*TASK INSTRUCTIONS:*
After finding the line that contains "Given the image above, identify the neighboring" in the entries below, retype it and every following line precisely, the last included.

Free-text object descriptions
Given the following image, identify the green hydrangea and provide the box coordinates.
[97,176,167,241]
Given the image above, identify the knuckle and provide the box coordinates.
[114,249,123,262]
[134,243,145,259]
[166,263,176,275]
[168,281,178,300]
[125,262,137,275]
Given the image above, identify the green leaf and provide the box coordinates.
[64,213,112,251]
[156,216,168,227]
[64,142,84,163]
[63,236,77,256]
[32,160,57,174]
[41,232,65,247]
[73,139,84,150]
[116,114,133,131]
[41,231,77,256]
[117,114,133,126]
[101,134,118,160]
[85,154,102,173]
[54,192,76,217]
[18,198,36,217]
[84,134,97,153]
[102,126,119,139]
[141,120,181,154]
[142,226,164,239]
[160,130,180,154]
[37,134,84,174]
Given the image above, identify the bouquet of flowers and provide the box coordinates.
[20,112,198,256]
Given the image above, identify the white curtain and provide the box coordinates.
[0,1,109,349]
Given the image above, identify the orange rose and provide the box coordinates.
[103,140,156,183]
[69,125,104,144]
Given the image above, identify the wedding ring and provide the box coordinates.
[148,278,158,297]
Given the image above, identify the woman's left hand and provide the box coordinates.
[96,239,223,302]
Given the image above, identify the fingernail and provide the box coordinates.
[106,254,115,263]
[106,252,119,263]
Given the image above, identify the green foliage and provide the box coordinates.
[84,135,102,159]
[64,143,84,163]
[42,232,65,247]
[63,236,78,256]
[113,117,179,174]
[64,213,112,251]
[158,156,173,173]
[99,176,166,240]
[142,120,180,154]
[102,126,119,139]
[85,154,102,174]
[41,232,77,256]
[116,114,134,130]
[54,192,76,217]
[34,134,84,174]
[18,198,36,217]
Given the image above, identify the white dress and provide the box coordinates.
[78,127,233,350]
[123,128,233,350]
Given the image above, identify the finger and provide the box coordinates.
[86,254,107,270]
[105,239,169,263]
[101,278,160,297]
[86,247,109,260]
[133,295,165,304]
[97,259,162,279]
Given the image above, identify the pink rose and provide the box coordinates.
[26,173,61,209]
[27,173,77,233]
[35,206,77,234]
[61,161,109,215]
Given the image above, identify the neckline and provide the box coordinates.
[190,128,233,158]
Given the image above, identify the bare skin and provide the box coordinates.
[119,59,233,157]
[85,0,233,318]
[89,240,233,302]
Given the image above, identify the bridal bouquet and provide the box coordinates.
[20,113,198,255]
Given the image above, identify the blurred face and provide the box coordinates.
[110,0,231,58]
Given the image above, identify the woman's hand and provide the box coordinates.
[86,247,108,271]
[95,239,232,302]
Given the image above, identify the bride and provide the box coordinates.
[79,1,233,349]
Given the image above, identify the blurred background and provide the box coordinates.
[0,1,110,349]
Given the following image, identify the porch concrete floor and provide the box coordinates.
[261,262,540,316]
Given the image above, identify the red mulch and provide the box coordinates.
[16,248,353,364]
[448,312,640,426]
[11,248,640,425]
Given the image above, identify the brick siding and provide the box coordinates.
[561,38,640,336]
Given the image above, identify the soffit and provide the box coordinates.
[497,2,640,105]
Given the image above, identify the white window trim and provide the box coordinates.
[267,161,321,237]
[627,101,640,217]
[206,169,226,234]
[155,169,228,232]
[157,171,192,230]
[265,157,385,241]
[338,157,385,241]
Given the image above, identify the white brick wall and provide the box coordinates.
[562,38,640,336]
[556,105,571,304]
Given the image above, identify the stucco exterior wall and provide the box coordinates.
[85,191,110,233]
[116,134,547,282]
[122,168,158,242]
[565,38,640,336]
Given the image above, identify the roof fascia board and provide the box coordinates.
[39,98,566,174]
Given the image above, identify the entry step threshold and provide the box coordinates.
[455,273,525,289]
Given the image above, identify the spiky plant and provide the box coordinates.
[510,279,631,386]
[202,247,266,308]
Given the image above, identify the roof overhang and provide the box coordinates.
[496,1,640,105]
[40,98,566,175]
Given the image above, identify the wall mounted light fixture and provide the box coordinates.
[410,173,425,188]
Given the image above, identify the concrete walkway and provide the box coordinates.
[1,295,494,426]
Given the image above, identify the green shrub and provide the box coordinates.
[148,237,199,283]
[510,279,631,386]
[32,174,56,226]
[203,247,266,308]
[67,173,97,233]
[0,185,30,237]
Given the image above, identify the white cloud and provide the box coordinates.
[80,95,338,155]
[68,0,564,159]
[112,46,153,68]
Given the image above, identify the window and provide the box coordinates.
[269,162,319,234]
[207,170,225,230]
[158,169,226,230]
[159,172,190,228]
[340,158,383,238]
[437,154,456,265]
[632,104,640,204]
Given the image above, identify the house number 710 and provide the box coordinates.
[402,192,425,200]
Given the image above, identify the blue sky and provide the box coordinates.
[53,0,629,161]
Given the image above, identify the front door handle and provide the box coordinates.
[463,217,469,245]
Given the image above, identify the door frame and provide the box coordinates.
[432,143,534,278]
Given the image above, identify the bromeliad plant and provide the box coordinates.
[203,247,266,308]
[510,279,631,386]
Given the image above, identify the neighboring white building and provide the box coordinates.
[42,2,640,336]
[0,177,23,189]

*WRITTEN SOLUTION:*
Given the image above, identify the neighboring white building and provide the box coordinates.
[42,2,640,336]
[0,177,23,189]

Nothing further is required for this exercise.